* Source *
CDL requirements and DOT numbers are on a state by state basis. Are you sure about the requirements of his state. In NY I believe it's based on your truck or truck and trailer weight combination 10,001 lbs. and you need a Class B I think. My wife would know better as she had doen some teaching for the NYS DOT. He didn't ask about insurance. I know a couple small landscape contractors that work on $40-$50 an hour and fair just fine paying for all the above that you mentioned. They're not getting rich but they're doing ok.


----------



## cretebaby (Aug 23, 2008)

grsp;622613 said:


> i have to say that this is a topic that chaps my ass the most. don't get me wrong, we all had to start somewhere. but lets all compete at the same legal requirements. so the answer to your question is YES. you need DOT numbers, insurance, and pay taxes. it is against the law to operate without any of the above mentioned. so is it fair that you can work for $45 an hour, and not pay for any of the above mentioned. not trying to be an *******, but the fly-by-nighters are ruining this industry.
> 
> p.s. - what are you using all this equipment for in the summer that doesn't require a DOT number?


Maybe you need to go out and kick the dog a couple of times to cool off


----------



## NBI Lawn (Oct 15, 2007)

In MN you need one for any vehicle combination 26,001lbs+. You technically also need a health card to pull ANY type of trailer used for profit, meaning if you have Joe Blow pulling your mowing trailer he needs a health card. This is only for commercial applications, you can pull a 15,000lbs camper all day with a class C


----------



## bribrius (May 5, 2007)

NBI Lawn;622767 said:


> In MN you need one for any vehicle combination 26,001lbs+. You technically also need a health card to pull ANY type of trailer used for profit, meaning if you have Joe Blow pulling your mowing trailer he needs a health card. This is only for commercial applications, you can pull a 15,000lbs camper all day with a class C


so what are you saying, everyone should buy a camper and put skid steers in it? some lawnmowers?
sounds good to me. Good thinking i think you got a great idea there.


----------



## blowerman (Dec 24, 2007)

I believe the answer is yes and yes. And I agree, why don't you just go out and get a CDL and then there will be no worries if one is needed or not.


----------



## cretebaby (Aug 23, 2008)

fordplower;622588 said:


> hey guys
> 
> i have been told i need a CDL and DOT# for my 3/4 ton and 14,000# gooseneck or 12,000# skidloader trailer
> 
> Can anyone help me?


You DO need a DOT number

You DONT need a CDL for that weight combo

If your truck and trailer add up to be over 26,001 lbs or over than you DO need one

If your trucks is 26,000 or less and the trailer is 10,000 or less than you DONT need one

Does this help?


----------



## DBL (Aug 27, 2005)

gvw over 26k (this means 26001) combination or not


----------



## WetChicken (Dec 23, 2006)

As I know it, anything with a GCVW over 10k needs numbers, and a DOT card.

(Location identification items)
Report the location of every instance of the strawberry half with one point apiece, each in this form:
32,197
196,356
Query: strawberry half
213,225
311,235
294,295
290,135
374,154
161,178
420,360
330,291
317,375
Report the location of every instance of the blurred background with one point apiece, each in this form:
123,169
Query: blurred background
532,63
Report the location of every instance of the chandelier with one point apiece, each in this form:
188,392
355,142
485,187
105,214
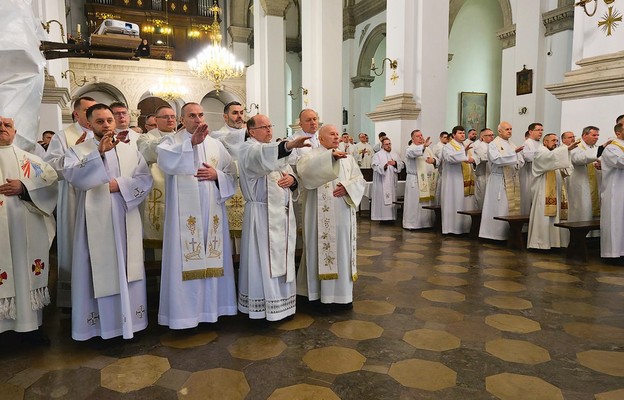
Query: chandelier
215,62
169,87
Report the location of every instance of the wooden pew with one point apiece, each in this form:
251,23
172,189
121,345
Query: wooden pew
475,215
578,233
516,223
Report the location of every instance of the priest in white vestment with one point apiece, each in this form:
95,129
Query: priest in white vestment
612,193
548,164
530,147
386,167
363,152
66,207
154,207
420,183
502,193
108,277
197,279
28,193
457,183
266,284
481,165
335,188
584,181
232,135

---

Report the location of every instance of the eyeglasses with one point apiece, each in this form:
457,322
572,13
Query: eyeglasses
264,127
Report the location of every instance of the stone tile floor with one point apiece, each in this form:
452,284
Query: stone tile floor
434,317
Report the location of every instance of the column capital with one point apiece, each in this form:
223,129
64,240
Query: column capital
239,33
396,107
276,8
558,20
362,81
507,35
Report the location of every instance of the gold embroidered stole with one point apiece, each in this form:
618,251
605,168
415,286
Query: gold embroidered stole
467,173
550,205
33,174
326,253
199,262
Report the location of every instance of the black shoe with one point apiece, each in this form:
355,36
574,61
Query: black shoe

* Required actions *
1/ From the thread on CDL and DOT requirements, extract the passage that begins at the words "## NBI Lawn" and stops after the words "(May 5, 2007)".
2/ In the thread on CDL and DOT requirements, what does one poster say Minnesota technically requires for anyone pulling any type of trailer used for profit?
3/ Give what follows the last post in the thread on CDL and DOT requirements, carrying it on from where it stops.

* Answers by task *
1/
## NBI Lawn (Oct 15, 2007)

In MN you need one for any vehicle combination 26,001lbs+. You technically also need a health card to pull ANY type of trailer used for profit, meaning if you have Joe Blow pulling your mowing trailer he needs a health card. This is only for commercial applications, you can pull a 15,000lbs camper all day with a class C


----------



## bribrius (May 5, 2007)

2/ A health card.

3/
A CDL is needed for 26k+. A CDL is not needed if under 26k, even if it has air brakes. Been there, done the latter- it is a fact.
So, even if you are hauling a car, hay, or whatever for yourself, DOT will see that trailer and expect you to have numbers, DOT card, etc.
Spend a few dollars now and save yourself the hassle. Call your local friendly DOT and forget us clowns and get the right answers. =] I have found most officers are friendly enough even if you stop at scales that are open.

BTW I did 47k miles in the last year or so in a TT.


Jason


----------



## musclecarboy (Aug 19, 2007)

Yeah even if you pull 10,001# with your minivan (I know, its just an example) you need numbers. If the vehicle alone has a GVW or GCVW of 26,001 then you need numbers.

Wierd example... if you pull 8k# with a 19k# F-550, you need numbers. Either vehicle alone won't need them, but combined its over the 26k mark.


Just get the damn CDL and don't worry about it, I'm getting mine next spring.


----------



## lumps (Sep 3, 2005)

Wow, some of you guys really jumped down his throat on this one. He never said he was trying to get away without getting the stuff, just asking if it was required for his particular situation.


----------



## NBI Lawn (Oct 15, 2007)

bribrius;622770 said:


> so what are you saying, everyone should buy a camper and put skid steers in it? some lawnmowers?
> sounds good to me. Good thinking i think you got a great idea there.


I am saying that any Joe blow can pull a huge trailer for recreation but the second you try pulling anything, such as a lawn mower, for hire you need at minimum a health card.

Also, FYI you do need an air brake endorcement under 26K. Thats why you typically dont see trucks under 26K with air brakes.


----------



## Mark Oomkes (Dec 10, 2000)

grsp;622613 said:


> i have to say that this is a topic that chaps my ass the most. don't get me wrong, we all had to start somewhere. but lets all compete at the same legal requirements. so the answer to your question is YES. you need DOT numbers, insurance, and pay taxes. it is against the law to operate without any of the above mentioned. so is it fair that you can work for $45 an hour, and not pay for any of the above mentioned. not trying to be an *******, but the fly-by-nighters are ruining this industry.
> 
> p.s. - what are you using all this equipment for in the summer that doesn't require a DOT number?


Holy cow man, take a Valium. I can sort of understand the DOT #, but the CDL question is debatable.



bribrius;622630 said:


> panties in a bunch? guy asked a simple question. Looks like your making quite a leap here with that statement.


I'm still liking you bri, see what a good influence SF, PJ and I can be?



NBI Lawn;622767 said:


> In MN you need one for any vehicle combination 26,001lbs+. You technically also need a health card to pull ANY type of trailer used for profit, meaning if you have Joe Blow pulling your mowing trailer he needs a health card. This is only for commercial applications,


Thank you, someone else who understands it the way I do.



blowerman;622783 said:


> I believe the answer is yes and yes. And I agree, why don't you just go out and get a CDL and then there will be no worries if one is needed or not.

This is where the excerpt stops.